* DESCRIPTION OF THE TASK: Move the stretch of the listing from the line containing "Batch job #47 — class: reflection" through the line containing "294;0;626;351" into your answer, requests included, adding 90 to every coordinate in the answers. Reproduce only those lines.

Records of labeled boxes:
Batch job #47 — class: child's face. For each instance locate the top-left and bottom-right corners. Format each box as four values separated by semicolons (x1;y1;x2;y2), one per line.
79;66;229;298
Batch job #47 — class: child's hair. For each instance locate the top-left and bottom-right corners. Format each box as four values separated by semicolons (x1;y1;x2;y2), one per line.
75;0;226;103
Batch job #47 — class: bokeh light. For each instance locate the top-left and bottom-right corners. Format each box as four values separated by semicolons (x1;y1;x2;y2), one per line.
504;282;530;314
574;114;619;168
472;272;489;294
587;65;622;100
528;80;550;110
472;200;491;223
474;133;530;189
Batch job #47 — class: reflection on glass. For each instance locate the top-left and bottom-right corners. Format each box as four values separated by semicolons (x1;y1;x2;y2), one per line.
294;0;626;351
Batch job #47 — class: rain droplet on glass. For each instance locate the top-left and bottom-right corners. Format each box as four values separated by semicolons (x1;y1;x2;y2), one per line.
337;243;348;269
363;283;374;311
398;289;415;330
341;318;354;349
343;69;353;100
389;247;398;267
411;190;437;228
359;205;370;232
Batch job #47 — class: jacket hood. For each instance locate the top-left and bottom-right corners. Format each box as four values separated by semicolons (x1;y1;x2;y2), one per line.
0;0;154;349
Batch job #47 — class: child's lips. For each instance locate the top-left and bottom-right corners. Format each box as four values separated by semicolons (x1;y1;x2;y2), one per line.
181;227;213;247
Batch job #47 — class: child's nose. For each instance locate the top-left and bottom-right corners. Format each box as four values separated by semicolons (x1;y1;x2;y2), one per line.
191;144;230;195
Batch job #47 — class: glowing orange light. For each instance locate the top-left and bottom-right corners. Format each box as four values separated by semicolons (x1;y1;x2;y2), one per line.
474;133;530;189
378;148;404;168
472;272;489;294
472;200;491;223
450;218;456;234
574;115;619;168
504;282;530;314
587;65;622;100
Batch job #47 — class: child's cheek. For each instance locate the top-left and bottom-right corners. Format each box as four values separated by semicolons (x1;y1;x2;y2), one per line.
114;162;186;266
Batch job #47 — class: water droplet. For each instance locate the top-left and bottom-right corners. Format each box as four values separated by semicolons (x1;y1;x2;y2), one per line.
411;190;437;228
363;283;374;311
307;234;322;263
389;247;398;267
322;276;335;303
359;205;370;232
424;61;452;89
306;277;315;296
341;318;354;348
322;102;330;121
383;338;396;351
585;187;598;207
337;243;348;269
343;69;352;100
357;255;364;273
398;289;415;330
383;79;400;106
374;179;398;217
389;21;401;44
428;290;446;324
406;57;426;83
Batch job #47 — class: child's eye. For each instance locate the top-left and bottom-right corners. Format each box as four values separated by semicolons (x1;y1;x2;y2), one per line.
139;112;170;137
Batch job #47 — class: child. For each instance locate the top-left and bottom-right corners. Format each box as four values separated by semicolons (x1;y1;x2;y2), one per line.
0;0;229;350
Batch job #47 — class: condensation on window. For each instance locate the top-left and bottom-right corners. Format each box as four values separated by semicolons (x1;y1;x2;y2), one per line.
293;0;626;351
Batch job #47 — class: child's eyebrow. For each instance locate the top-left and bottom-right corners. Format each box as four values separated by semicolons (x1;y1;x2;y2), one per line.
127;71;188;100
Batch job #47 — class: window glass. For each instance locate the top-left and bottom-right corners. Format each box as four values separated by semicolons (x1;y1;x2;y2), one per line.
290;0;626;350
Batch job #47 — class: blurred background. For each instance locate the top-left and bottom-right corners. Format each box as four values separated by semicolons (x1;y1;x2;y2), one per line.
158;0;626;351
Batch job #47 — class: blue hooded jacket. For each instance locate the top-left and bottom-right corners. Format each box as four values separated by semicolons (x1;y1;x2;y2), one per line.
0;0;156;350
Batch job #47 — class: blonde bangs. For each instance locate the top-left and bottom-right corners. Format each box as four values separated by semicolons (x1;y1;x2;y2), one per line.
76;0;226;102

--

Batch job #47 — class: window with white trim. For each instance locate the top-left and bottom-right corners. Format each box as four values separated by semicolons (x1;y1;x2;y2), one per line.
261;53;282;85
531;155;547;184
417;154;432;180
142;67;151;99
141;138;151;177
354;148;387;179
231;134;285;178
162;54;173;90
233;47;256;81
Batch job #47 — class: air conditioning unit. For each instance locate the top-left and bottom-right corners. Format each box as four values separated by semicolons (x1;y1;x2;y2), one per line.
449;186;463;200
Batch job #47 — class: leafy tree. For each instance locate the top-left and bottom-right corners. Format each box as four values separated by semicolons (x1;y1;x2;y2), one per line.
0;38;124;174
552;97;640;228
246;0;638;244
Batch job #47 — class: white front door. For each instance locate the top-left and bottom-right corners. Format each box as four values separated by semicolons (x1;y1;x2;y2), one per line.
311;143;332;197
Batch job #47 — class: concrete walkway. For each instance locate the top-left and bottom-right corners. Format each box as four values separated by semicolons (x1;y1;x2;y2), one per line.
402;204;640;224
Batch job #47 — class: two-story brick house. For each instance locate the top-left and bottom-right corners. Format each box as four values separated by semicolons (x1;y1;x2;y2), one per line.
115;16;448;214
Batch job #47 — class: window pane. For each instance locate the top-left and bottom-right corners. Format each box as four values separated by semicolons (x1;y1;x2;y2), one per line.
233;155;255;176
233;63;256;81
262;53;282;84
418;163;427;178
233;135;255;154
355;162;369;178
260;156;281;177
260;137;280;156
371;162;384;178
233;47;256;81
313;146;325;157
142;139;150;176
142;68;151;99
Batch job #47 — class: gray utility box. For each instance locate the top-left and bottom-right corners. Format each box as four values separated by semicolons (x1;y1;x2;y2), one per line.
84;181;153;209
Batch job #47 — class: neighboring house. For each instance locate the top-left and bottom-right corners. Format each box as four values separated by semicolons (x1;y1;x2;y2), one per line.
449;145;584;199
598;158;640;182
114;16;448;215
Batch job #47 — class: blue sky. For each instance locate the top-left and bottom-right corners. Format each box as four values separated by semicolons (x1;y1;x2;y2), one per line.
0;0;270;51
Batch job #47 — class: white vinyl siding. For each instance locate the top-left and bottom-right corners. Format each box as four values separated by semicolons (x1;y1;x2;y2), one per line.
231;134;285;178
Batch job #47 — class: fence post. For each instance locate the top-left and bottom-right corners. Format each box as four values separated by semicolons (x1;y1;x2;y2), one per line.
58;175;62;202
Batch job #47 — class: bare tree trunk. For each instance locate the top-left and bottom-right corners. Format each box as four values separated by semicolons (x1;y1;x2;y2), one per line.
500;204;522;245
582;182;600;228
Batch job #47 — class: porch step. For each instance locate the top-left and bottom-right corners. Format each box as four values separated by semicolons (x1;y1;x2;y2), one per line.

...

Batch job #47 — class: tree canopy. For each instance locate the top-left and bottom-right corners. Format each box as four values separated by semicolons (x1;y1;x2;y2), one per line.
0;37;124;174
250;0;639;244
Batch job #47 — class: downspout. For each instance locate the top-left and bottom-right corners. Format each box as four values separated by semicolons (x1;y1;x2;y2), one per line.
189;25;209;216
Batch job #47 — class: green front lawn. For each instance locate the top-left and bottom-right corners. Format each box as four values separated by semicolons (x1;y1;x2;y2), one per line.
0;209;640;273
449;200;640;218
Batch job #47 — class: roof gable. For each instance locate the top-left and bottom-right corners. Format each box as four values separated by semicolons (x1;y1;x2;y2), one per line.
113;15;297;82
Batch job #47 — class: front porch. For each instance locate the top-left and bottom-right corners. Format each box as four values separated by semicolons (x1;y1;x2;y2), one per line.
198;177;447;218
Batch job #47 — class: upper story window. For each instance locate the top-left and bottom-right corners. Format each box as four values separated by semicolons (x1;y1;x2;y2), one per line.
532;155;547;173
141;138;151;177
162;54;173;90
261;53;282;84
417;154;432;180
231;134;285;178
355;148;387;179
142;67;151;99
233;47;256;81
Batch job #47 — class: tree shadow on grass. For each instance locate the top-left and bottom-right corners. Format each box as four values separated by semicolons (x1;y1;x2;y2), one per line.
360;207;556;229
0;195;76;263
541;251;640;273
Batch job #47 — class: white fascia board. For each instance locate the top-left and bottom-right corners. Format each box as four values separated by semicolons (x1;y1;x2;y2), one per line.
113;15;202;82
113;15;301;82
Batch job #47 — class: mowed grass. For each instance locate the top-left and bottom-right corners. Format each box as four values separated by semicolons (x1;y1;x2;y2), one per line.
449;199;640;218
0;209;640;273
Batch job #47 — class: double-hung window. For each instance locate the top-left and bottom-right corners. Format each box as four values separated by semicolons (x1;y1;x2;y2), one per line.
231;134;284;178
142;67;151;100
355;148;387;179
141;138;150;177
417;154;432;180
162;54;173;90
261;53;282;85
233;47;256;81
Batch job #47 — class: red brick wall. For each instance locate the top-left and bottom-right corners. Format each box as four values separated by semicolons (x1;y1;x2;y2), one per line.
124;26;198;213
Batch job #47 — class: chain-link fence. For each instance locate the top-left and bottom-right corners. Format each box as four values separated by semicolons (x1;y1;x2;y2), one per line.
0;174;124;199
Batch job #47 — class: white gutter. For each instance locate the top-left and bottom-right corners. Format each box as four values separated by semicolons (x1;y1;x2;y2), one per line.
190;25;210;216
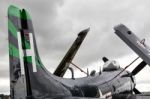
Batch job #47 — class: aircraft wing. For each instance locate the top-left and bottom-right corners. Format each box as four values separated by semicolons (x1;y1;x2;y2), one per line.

* THE RESULT:
Batch job #47 — class: reflection on glass. For each instance locate the top-left and bottom-right corners. Format each box as four values separated by semicolons (x1;y1;x2;y2), one per line.
384;90;716;441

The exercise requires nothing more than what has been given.